### Record excerpts
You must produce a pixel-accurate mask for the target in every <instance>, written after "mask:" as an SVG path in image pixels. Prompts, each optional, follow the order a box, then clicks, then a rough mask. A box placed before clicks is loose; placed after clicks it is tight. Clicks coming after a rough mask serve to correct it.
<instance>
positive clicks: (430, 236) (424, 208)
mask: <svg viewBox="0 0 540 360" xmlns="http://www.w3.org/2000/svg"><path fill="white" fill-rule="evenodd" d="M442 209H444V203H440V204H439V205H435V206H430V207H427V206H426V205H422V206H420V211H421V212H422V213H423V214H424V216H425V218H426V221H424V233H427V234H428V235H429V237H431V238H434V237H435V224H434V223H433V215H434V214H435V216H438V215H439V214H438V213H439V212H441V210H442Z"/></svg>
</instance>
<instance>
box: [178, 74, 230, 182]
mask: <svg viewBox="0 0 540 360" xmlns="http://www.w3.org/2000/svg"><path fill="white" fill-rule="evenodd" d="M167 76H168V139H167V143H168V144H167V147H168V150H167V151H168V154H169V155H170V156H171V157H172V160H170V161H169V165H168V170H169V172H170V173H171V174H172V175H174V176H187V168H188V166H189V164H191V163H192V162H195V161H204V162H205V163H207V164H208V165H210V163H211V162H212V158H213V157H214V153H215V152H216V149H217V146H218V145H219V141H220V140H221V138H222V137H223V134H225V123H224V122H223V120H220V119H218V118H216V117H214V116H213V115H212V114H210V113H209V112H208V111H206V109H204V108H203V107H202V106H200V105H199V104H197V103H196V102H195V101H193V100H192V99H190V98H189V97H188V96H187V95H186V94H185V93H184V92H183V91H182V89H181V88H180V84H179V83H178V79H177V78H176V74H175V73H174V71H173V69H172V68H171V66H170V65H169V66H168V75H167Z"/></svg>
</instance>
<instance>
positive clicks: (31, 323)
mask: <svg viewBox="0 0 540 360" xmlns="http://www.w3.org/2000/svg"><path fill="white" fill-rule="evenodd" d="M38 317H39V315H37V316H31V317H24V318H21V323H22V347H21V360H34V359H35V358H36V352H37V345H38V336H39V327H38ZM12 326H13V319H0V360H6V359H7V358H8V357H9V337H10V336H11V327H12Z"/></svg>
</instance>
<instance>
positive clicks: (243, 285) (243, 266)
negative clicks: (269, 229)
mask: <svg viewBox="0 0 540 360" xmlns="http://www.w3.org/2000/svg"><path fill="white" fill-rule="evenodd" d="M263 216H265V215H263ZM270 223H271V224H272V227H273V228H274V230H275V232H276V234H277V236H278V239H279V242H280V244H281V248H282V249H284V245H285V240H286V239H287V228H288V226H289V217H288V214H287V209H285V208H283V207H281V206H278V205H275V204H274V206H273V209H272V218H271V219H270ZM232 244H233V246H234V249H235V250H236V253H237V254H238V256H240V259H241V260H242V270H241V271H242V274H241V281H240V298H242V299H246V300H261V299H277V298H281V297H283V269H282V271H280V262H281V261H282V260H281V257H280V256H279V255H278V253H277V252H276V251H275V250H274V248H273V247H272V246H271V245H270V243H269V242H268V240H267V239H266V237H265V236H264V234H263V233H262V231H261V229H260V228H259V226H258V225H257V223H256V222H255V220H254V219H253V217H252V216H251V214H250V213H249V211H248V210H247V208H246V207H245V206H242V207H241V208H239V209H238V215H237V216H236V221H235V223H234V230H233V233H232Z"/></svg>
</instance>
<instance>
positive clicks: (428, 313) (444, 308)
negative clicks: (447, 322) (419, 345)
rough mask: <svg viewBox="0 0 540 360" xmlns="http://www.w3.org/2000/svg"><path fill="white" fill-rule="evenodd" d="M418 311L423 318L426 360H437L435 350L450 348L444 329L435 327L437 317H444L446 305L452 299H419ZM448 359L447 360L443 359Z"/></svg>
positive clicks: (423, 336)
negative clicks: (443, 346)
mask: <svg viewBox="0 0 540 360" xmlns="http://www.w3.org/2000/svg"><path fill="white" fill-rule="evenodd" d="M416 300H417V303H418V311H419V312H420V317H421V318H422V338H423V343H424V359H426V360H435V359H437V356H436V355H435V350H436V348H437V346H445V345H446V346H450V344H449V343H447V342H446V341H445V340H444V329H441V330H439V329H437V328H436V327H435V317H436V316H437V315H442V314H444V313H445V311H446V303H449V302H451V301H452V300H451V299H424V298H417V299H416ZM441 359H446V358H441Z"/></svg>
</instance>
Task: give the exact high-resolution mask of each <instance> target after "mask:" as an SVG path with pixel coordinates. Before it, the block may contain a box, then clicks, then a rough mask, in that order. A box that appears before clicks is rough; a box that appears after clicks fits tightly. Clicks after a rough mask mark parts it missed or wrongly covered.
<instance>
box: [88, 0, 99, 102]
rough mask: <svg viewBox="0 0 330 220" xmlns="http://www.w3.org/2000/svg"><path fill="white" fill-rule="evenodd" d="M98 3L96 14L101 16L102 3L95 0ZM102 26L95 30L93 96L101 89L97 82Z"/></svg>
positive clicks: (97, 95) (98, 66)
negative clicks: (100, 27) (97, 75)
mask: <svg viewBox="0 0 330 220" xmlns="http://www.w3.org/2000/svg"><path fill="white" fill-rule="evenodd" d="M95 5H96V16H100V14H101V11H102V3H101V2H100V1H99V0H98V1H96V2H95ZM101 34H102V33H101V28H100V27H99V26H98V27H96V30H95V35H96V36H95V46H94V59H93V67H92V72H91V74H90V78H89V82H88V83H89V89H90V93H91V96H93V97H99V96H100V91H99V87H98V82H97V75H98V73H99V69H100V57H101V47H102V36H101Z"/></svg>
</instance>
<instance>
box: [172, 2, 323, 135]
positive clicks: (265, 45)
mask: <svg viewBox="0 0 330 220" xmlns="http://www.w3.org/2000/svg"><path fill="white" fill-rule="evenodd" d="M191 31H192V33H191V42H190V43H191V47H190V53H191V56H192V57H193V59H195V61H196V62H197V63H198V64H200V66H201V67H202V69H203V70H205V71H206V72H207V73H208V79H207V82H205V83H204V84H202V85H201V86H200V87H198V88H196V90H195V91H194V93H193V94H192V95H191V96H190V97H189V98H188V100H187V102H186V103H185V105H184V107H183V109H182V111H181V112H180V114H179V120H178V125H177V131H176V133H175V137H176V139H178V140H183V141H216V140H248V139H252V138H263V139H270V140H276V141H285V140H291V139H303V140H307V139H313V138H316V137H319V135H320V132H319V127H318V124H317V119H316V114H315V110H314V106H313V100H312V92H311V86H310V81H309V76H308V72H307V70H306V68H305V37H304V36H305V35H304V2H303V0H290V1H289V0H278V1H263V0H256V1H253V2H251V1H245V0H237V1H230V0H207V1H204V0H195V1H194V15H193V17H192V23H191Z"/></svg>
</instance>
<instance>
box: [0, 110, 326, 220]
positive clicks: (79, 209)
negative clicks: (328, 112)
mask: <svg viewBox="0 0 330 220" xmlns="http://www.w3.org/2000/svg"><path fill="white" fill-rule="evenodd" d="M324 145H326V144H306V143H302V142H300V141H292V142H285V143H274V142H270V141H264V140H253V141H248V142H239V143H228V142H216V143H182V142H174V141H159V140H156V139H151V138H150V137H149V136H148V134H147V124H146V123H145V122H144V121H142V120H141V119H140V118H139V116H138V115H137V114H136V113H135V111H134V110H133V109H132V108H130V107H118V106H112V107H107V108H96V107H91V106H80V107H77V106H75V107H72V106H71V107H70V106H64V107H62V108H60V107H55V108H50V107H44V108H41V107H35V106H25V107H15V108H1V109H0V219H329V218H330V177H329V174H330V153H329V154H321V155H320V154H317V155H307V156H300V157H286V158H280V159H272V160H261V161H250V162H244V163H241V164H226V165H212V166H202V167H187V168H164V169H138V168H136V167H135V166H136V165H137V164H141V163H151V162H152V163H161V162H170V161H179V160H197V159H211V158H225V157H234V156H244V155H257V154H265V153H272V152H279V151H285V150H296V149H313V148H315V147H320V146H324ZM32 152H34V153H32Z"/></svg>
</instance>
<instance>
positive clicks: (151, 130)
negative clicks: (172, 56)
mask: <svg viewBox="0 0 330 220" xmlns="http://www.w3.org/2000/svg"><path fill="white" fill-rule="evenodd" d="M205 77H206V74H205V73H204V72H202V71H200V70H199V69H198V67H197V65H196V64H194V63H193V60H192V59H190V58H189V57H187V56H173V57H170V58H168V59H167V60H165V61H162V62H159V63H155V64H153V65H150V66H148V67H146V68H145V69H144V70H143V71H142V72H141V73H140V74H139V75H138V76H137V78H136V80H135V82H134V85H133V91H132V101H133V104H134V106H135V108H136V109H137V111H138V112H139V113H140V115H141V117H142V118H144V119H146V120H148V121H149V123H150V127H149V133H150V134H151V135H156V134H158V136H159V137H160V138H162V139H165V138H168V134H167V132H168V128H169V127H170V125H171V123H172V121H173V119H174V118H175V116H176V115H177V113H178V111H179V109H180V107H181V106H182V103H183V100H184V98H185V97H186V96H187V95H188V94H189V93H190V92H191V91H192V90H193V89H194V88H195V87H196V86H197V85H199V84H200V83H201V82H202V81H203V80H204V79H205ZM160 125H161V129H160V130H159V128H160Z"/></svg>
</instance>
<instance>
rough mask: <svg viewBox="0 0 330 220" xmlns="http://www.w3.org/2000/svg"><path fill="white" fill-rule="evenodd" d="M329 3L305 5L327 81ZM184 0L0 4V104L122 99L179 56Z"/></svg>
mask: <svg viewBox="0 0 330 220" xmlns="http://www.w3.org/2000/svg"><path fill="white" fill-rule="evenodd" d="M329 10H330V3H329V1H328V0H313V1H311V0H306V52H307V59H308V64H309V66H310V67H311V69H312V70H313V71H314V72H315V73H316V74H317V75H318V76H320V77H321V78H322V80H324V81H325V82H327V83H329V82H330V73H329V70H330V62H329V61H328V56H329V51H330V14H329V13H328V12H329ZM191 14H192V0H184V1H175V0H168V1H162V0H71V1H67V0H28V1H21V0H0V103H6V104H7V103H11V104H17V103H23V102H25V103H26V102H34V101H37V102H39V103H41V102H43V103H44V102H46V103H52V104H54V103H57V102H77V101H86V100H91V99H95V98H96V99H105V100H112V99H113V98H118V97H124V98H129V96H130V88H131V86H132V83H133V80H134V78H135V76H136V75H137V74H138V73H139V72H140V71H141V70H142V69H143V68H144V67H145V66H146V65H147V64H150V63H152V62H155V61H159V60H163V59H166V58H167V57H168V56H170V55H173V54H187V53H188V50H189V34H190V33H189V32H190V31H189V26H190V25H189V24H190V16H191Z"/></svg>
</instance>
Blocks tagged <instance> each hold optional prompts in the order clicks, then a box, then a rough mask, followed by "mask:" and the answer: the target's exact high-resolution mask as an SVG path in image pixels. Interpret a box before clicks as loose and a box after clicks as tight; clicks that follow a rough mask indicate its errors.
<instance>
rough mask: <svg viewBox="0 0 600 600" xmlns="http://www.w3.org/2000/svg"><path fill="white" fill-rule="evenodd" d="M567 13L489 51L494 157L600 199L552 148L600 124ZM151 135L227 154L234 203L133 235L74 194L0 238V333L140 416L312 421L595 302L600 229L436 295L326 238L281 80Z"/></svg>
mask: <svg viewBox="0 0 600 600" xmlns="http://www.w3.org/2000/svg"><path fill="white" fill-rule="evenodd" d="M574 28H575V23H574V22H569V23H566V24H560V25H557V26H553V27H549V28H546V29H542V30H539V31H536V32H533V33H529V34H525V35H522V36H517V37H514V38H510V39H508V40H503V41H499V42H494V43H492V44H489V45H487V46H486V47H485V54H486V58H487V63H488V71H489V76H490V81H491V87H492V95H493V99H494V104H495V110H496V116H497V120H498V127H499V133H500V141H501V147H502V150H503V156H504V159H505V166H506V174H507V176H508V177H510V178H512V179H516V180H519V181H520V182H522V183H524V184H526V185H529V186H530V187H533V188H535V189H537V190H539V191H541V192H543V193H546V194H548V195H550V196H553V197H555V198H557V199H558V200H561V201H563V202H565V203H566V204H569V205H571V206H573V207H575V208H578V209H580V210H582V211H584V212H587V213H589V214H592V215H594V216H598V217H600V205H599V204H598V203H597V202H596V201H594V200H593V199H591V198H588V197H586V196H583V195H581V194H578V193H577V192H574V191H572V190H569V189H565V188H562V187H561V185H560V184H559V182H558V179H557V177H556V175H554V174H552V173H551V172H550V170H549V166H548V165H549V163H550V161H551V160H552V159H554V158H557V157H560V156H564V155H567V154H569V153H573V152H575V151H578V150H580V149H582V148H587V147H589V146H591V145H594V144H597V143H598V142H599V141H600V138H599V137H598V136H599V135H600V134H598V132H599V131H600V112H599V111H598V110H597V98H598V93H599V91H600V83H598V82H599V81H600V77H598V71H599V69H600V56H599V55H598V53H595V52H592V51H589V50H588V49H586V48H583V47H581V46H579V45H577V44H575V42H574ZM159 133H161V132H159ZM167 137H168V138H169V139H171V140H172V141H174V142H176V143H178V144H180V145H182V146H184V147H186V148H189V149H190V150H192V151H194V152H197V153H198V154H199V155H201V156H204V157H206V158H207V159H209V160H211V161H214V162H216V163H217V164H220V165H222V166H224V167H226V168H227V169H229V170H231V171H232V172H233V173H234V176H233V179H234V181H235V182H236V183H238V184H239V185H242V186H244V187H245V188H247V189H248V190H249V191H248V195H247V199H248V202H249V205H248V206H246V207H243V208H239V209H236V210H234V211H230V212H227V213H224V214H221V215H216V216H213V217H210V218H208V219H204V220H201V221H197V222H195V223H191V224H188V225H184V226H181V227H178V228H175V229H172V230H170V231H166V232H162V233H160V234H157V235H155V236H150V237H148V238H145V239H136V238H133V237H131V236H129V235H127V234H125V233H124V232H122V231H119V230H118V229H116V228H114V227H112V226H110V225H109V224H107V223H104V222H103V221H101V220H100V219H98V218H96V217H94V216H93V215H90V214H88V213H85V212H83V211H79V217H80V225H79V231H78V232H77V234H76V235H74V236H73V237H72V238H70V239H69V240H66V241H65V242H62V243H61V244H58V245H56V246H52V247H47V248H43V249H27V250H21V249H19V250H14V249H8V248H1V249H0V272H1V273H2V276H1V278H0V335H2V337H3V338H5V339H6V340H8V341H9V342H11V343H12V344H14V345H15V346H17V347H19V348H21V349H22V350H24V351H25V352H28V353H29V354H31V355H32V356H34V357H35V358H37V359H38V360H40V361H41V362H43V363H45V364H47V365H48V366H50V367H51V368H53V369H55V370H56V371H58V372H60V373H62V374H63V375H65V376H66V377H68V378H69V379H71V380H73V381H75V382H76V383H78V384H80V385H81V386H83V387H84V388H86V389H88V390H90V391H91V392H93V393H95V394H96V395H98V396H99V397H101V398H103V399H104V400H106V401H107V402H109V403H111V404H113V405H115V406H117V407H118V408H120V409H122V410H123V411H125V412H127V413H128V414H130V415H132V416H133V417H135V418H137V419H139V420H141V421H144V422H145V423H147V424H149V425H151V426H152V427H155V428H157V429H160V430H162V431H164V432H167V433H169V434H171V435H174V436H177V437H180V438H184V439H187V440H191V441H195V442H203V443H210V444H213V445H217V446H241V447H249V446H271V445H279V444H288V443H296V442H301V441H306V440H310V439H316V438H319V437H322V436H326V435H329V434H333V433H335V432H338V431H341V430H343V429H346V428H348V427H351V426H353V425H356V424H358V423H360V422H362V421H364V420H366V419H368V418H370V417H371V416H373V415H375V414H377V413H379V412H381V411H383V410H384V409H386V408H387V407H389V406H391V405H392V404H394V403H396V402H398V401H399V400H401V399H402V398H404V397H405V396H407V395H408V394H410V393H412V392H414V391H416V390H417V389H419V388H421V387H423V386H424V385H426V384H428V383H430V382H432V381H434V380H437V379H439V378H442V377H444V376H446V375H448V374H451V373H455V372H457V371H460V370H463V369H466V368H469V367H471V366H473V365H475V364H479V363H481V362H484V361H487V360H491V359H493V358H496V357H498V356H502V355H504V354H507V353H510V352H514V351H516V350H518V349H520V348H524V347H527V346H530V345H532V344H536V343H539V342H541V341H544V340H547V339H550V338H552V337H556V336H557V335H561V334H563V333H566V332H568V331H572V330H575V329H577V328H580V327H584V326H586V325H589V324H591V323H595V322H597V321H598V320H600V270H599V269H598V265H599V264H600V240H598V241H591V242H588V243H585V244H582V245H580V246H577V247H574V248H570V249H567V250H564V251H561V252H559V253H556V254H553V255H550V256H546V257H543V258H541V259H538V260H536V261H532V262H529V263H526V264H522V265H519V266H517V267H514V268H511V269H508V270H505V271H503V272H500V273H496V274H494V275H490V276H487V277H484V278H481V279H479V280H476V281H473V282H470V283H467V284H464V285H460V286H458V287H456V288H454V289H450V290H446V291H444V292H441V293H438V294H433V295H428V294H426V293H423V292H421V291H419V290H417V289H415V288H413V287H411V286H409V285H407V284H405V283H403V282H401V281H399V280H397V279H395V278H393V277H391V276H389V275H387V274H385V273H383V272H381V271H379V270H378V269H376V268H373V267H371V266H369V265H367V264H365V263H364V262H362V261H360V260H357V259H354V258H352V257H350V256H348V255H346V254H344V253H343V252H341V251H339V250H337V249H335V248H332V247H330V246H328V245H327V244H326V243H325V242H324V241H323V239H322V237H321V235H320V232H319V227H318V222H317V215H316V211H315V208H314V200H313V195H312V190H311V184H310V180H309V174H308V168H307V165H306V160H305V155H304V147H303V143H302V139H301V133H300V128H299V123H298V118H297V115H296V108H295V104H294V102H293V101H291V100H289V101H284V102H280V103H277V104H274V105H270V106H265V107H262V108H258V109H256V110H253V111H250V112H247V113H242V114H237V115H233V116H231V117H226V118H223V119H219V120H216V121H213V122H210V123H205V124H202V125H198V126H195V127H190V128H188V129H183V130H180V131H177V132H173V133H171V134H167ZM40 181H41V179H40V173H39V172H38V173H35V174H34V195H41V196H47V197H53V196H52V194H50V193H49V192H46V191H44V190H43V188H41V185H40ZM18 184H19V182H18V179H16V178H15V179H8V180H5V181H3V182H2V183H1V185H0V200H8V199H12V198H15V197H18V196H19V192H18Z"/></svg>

### What to do
Within the data above, filter for lines containing the word "pixels" and copy each one.

### Written reply
You must produce a pixel-accurate mask for the target in every <instance>, written after "mask:" as an SVG path in image pixels. Prompts, each optional, follow the order a box, then clicks, then a rough mask. A box placed before clicks is loose; placed after clicks it is tight. Clicks coming after a rough mask serve to correct it.
Blocks tagged <instance> each hold optional prompts in the order clicks, then a box, then a rough mask, followed by "mask:" and the answer: the target's exact high-resolution mask as an SVG path in image pixels. Interpret a box before clicks as loose and a box after clicks as tight; clicks that follow a rough mask indicate its errors.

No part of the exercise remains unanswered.